» Task details: Output the line that contains "Mark the triangular" and every line after it to the end of the entries, with nothing added or left out.

» Source data:

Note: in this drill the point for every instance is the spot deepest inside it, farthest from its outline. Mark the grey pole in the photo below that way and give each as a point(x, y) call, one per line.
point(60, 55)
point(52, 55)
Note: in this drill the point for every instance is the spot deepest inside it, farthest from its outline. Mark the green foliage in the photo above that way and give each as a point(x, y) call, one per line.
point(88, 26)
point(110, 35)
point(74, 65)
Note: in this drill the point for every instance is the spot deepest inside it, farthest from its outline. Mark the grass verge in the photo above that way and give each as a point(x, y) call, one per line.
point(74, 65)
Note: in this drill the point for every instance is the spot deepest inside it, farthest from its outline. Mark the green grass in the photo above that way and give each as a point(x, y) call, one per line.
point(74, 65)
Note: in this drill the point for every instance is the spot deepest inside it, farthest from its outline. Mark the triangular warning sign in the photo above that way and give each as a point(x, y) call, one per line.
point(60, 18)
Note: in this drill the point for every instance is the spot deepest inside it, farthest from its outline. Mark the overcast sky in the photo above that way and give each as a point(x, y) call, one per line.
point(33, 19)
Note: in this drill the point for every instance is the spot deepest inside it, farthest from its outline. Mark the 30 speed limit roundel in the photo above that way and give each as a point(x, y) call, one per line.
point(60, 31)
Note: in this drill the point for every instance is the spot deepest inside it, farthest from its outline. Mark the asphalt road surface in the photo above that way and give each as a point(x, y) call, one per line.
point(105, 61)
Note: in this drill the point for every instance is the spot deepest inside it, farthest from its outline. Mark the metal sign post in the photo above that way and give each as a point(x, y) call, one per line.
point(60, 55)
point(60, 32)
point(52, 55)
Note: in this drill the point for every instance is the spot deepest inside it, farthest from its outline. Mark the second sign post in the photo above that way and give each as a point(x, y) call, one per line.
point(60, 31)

» Answer to this exercise:
Note: in this drill the point for every instance is the spot deepest inside it, farthest from its outline. Mark the triangular warning sign in the photo above that way and give each as a point(x, y) call, one per line.
point(60, 18)
Note: in this drill the point for every instance is the spot deepest inside it, farthest from its outline. Mark the overcast sky in the photo above that way and give each as a point(x, y) call, one per line.
point(33, 19)
Note: in this drill the point for every instance is the spot deepest inside it, farthest from its outline. Mark the 30 speed limit roundel in the photo above that way and give each as a point(x, y) call, one per line.
point(60, 31)
Note: in this drill the point for every instance is the spot deepest inside it, farthest from its outline. Mark the asphalt road surface in the photo above that way and give each as a point(x, y) call, one per line.
point(105, 61)
Note: in this drill the point for every instance is the spot deepest inside it, farthest from its outline. Mark the metal sign post in the photo above that way and give each as a point(x, y) call, one per line.
point(60, 55)
point(60, 32)
point(52, 55)
Note: in this drill the point for every instance is the spot deepest inside it, farthest from its outline. Mark the second sign post in the photo above that way and give each as a point(x, y) call, one per line.
point(60, 31)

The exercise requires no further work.